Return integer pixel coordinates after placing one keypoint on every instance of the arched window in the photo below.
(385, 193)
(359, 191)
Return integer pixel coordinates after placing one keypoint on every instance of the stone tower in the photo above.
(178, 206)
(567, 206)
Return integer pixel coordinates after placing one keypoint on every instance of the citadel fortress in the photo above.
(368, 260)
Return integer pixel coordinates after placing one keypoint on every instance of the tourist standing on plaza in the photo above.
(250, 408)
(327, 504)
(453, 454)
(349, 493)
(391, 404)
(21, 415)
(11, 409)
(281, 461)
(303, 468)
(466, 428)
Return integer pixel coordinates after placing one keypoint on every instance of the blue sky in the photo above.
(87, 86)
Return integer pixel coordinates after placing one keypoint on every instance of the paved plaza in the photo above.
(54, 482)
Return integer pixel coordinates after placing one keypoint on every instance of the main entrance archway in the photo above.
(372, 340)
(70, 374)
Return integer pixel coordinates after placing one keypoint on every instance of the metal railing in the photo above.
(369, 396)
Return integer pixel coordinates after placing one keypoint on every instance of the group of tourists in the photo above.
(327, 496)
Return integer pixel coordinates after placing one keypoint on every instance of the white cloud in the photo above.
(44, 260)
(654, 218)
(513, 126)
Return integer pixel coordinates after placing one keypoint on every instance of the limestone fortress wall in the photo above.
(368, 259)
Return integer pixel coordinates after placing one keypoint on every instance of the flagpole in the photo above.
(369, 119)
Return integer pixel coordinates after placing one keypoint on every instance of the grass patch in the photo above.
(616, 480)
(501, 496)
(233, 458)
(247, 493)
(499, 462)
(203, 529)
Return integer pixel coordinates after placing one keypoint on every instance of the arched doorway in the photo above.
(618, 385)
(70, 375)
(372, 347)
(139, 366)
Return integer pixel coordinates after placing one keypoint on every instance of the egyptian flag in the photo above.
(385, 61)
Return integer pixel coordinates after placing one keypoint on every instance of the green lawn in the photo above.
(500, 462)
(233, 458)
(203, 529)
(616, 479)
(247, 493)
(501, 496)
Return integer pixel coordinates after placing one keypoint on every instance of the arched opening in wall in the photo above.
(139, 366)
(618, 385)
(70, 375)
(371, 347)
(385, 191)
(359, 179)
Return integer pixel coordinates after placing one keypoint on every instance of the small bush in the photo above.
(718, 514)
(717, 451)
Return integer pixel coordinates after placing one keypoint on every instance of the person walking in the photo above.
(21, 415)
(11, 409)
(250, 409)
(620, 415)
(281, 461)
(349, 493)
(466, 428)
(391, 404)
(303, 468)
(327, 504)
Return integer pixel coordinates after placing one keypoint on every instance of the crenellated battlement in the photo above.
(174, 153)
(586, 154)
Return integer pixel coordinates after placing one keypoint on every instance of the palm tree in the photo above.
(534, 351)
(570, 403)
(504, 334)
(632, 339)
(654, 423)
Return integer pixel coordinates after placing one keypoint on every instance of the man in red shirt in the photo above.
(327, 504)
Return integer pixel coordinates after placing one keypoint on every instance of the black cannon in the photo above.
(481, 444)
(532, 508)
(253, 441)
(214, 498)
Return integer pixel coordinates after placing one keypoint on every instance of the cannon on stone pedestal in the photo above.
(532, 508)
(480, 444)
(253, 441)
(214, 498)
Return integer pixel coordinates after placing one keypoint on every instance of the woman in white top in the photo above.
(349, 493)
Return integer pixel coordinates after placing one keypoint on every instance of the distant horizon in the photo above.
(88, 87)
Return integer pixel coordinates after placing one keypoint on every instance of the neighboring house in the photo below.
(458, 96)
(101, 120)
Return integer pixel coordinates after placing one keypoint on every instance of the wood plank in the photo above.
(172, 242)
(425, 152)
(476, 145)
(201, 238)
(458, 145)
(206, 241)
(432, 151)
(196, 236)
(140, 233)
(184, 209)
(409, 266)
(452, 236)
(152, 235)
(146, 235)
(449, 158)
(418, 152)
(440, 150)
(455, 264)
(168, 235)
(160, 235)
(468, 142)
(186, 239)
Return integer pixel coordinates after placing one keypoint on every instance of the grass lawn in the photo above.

-*-

▶ Task directions
Reproduce the records above exactly, starting with the line that contains "horizon in the photo above." and ending with the last line.

▶ Reply to the task
Return integer pixel coordinates after placing one keypoint on every instance of the distant horizon in the photo above.
(88, 87)
Return integer pixel coordinates after placing one keypoint on every instance of the neighboring house in the photo below.
(458, 96)
(101, 120)
Return integer pixel coordinates after placing one keypoint on every instance of the wood plank in the photo above.
(172, 242)
(425, 152)
(476, 145)
(201, 238)
(458, 145)
(206, 241)
(432, 151)
(196, 236)
(140, 233)
(184, 209)
(409, 266)
(452, 236)
(152, 235)
(146, 235)
(449, 158)
(418, 152)
(440, 150)
(455, 264)
(168, 235)
(160, 235)
(468, 142)
(186, 239)
Return integer pixel coordinates after placing one keypoint on every instance of the grass lawn in the photo above.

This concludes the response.